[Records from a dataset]
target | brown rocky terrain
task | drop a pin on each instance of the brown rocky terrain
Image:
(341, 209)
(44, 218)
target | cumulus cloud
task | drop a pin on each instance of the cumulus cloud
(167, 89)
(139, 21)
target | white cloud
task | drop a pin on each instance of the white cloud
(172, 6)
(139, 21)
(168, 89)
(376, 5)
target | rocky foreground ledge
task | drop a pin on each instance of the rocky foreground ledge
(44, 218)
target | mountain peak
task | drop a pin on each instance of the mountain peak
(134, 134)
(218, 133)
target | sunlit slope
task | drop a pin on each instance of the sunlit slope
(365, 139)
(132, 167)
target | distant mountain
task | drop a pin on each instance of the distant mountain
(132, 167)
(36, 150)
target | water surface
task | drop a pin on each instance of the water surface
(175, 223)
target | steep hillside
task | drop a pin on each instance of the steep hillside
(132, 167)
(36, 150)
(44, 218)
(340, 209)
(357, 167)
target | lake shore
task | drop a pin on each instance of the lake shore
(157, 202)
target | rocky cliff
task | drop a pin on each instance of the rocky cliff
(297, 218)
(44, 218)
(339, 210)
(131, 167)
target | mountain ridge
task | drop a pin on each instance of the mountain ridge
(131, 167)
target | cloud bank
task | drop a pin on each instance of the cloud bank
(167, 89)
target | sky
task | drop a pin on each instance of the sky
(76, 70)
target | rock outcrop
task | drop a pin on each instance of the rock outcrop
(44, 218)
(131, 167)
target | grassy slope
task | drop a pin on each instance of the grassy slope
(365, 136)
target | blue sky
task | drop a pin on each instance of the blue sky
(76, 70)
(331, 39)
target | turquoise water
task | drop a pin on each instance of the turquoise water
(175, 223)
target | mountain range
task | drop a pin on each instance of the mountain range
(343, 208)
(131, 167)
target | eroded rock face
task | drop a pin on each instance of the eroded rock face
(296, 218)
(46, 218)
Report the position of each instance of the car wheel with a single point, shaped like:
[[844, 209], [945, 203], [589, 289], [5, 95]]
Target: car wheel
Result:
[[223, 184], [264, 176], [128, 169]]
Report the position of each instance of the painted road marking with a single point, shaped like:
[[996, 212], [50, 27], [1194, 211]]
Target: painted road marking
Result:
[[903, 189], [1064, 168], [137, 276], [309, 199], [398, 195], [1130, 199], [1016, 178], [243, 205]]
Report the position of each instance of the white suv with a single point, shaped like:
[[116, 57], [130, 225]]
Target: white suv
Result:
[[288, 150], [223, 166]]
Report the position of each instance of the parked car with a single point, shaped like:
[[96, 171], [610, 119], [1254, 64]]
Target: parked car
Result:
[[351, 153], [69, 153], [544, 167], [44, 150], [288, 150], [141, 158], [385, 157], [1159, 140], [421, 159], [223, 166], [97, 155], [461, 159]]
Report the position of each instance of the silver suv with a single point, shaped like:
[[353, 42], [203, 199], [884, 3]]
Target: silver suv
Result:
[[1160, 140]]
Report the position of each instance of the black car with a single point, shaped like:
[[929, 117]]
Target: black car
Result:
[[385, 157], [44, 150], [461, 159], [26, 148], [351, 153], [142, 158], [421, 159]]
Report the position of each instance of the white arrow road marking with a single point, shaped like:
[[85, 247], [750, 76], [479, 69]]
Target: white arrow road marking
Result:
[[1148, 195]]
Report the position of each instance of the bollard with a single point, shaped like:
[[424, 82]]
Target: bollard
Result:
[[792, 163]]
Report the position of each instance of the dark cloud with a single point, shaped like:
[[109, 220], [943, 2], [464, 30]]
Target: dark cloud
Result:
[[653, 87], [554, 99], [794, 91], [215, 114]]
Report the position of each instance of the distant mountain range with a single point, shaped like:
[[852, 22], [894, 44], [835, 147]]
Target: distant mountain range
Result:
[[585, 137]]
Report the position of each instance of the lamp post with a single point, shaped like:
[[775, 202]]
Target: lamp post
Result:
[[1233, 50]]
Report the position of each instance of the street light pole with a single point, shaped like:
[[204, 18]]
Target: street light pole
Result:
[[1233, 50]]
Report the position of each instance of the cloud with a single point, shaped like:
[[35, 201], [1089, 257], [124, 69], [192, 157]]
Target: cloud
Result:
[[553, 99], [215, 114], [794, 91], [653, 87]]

§ WORK TO BE COMPLETED:
Reproduce every line of the items above without changing anything.

§ RESULT FOR THIS TASK:
target | brown rocky terrain
task | drop a pin on each instance of the brown rocky terrain
Image:
(341, 209)
(44, 218)
target | cumulus cloud
task | drop a pin on each instance of the cumulus cloud
(167, 89)
(139, 21)
target | white cloud
task | drop a pin on each instance of the white cloud
(172, 6)
(139, 21)
(168, 89)
(376, 5)
target | rocky foreground ledge
task | drop a pin on each instance of the rocky foreground ledge
(44, 218)
target | mountain peak
task | drop a pin on each instance of the mountain peak
(134, 134)
(218, 133)
target | sunlit slope
task | drop a pin on each instance of the sunlit slope
(365, 139)
(132, 167)
target | distant mountain
task | drop a pin on each instance of the distant mountain
(132, 167)
(36, 150)
target | water surface
task | drop a pin on each instance of the water surface
(175, 223)
target | steep hillside
task | drop a pin on each instance of the steep hillside
(132, 167)
(36, 150)
(44, 218)
(340, 209)
(357, 167)
target | lake shore
task | drop a pin on each instance of the lake shore
(157, 202)
target | rocky cliff
task | drop a pin on each instance of the rocky cliff
(297, 218)
(44, 218)
(339, 210)
(131, 167)
target | mountain ridge
task | drop a pin on each instance of the mountain ridge
(131, 167)
target | cloud bank
task | drop a pin on each instance of the cloud bank
(167, 89)
target | sky
task | drop a pin on each instance of the sky
(76, 70)
target | rock outcrop
task | drop a pin on each instance of the rock outcrop
(44, 218)
(131, 167)
target | grassy slope
task | drop a pin on each instance of the grassy slope
(365, 136)
target | blue sky
task | drop a pin on each instance of the blue sky
(76, 70)
(331, 39)
target | turquoise water
task | drop a pin on each instance of the turquoise water
(175, 223)
target | mountain range
task | drop a pin on each instance of the mountain range
(343, 208)
(131, 167)
target | eroded rock face
task | drop a pin on each instance of the eroded rock face
(296, 218)
(46, 218)
Report the position of each instance of the car wheel with a single point, shaped like:
[[844, 209], [945, 203], [589, 289], [5, 95]]
Target: car wheel
Result:
[[223, 184], [264, 176], [128, 169]]
Report the position of each instance of the painted road marking with a single point, shaped like:
[[996, 212], [50, 27], [1194, 211]]
Target: painted road marking
Result:
[[903, 189], [1064, 168], [137, 276], [309, 199], [398, 195], [1130, 199], [1016, 178], [243, 205]]
Report the position of each instance of the white suv with a single point, shaped like:
[[116, 57], [130, 225]]
Target: white suv
Result:
[[288, 150], [223, 166]]
Report the position of each instance of the parked car with a single point, shaped like:
[[96, 171], [610, 119], [1254, 64]]
Target: parked car
Result:
[[351, 153], [69, 153], [544, 167], [44, 150], [288, 150], [141, 158], [385, 157], [1159, 140], [421, 159], [223, 166], [97, 155], [461, 159]]
Report the position of each instance of the silver suv with a single point, shaped like:
[[353, 42], [203, 199], [884, 3]]
Target: silver suv
Result:
[[1160, 140]]
Report the position of each instance of the black car with a single point, shaped like:
[[929, 117]]
Target: black car
Result:
[[385, 157], [44, 150], [461, 159], [26, 148], [351, 153], [142, 158], [421, 159]]
Report the position of each instance of the white arrow road marking with a single point, shaped like:
[[85, 247], [750, 76], [479, 69]]
Target: white arrow road marking
Result:
[[1148, 195]]
Report the position of each instance of the bollard with a single point, shaped like:
[[424, 82]]
Target: bollard
Result:
[[792, 163]]
Report the position of each instance of the dark cloud with a single point, shaped like:
[[109, 220], [943, 2], [464, 30]]
Target: dark cloud
Result:
[[653, 87], [554, 99], [794, 91], [215, 114]]
Report the position of each instance of the distant mountain range with a single point, shaped like:
[[852, 22], [894, 44], [835, 147]]
Target: distant mountain range
Result:
[[585, 137]]
Report the position of each instance of the lamp post with a single point, shaped like:
[[775, 202]]
Target: lamp post
Result:
[[1233, 50]]
Report the position of each instance of the street light pole with a single point, shaped like:
[[204, 18]]
Target: street light pole
Result:
[[1233, 50]]
Report the position of each instance of the cloud with a single point, shaped like:
[[35, 201], [1089, 257], [124, 69], [192, 157]]
Target: cloud
Result:
[[553, 99], [215, 114], [794, 91], [653, 87]]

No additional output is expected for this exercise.